Aim of the exercise:
Each line of the data below that contains "whole" must be copied.

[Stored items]
▶

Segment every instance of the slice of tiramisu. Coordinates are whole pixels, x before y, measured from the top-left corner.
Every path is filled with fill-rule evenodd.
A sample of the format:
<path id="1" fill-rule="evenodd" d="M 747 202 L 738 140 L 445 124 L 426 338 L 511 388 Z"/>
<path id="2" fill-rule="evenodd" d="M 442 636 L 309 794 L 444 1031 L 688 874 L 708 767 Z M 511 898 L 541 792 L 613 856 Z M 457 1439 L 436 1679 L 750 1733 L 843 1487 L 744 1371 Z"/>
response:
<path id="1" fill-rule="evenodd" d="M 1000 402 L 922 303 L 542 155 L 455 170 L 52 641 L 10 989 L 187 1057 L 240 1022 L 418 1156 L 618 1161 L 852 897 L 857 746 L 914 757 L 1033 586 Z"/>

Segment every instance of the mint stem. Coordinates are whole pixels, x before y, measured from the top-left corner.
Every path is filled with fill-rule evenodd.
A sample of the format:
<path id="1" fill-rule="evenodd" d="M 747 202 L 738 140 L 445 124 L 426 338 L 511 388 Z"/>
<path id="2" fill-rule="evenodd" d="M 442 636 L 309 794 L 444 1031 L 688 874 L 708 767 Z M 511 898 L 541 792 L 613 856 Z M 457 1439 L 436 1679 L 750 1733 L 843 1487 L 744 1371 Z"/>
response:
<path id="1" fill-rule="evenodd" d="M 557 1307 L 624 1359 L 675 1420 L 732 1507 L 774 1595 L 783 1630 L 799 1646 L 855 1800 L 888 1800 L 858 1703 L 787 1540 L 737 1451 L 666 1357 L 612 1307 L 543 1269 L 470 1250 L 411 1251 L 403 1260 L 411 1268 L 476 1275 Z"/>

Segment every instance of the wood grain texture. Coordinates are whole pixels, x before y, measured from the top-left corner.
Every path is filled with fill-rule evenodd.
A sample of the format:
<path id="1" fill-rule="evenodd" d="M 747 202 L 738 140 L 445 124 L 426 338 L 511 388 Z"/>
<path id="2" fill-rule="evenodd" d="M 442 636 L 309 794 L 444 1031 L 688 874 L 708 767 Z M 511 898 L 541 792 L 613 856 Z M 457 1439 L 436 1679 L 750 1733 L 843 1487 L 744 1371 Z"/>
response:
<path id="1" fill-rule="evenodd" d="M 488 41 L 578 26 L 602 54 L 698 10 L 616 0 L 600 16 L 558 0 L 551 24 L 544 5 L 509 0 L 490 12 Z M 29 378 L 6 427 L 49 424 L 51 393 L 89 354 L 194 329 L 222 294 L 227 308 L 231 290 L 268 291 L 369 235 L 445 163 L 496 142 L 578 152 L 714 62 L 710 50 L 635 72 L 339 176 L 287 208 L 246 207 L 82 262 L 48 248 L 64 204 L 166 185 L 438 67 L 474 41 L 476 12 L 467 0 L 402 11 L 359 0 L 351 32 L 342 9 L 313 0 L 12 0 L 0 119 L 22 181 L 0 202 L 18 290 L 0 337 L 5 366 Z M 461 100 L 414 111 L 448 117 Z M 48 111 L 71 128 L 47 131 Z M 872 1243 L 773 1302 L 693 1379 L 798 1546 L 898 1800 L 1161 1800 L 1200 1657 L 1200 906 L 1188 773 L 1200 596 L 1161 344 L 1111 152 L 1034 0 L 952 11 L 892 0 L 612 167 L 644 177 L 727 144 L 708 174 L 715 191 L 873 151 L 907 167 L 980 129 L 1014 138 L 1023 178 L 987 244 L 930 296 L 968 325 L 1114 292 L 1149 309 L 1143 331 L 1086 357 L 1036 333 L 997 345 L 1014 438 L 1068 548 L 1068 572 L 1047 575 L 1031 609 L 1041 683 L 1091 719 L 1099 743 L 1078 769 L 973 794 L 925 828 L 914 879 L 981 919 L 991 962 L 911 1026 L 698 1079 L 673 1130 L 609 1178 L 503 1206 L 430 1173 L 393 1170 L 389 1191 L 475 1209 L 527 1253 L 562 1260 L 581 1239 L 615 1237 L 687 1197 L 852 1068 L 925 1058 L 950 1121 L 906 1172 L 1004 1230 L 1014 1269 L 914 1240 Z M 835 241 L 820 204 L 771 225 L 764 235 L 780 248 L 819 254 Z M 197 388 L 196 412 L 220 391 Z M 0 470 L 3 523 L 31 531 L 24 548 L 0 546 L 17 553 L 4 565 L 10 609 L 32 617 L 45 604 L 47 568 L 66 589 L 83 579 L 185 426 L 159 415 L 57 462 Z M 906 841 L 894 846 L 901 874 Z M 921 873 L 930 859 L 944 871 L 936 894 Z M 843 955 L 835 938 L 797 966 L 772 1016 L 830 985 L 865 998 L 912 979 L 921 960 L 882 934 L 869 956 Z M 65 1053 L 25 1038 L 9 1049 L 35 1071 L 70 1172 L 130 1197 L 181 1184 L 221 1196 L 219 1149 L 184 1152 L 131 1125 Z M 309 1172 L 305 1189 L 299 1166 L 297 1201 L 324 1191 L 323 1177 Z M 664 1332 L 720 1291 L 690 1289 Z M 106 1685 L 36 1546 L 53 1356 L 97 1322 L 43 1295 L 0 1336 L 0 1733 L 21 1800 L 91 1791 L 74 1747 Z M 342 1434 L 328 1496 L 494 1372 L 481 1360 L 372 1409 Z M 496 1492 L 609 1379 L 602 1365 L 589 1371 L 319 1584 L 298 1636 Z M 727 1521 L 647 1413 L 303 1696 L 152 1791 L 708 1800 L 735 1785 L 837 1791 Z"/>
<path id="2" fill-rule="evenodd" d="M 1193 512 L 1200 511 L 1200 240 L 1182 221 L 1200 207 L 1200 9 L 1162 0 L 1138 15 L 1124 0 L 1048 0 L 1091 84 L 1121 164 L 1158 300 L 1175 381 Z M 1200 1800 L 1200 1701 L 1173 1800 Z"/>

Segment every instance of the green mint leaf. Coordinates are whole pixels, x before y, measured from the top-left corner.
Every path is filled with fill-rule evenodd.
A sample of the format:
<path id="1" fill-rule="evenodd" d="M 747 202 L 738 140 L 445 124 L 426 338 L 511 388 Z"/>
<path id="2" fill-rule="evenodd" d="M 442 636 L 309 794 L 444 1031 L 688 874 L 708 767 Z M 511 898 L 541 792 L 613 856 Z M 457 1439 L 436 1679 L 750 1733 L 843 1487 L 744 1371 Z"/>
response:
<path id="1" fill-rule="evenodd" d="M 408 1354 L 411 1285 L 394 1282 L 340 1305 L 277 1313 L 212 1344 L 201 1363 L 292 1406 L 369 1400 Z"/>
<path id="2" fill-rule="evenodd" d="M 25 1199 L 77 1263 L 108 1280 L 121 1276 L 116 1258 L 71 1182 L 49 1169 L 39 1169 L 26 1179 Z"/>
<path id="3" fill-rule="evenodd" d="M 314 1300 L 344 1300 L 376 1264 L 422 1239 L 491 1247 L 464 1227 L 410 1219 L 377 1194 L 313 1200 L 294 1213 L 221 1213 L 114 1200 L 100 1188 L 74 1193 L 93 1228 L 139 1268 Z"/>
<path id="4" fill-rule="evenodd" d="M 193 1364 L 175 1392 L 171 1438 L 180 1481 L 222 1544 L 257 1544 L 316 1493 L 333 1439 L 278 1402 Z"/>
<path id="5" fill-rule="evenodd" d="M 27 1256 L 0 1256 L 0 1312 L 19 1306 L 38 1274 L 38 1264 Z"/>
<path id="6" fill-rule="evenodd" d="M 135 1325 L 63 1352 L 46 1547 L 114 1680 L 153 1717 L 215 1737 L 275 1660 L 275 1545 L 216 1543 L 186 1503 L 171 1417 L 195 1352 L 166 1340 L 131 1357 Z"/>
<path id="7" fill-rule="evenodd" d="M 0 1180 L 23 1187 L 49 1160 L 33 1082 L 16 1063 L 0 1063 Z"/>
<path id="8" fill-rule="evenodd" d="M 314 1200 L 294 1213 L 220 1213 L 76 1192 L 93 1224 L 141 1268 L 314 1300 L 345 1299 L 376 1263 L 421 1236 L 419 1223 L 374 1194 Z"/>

◀

Result of the exercise:
Segment every instance of the slice of tiramisu. Coordinates are whole pixels, x before y, measured from the top-left corner.
Segment every instance of the mint stem. Coordinates are whole pixels, x before y, measured from the top-left corner.
Segment every instance of the wood grain texture. Coordinates are whole pixels, x before y, measured from the top-left corner.
Segment every instance of the green mint leaf. Coordinates are whole pixels, x before y, measured from the top-left corner.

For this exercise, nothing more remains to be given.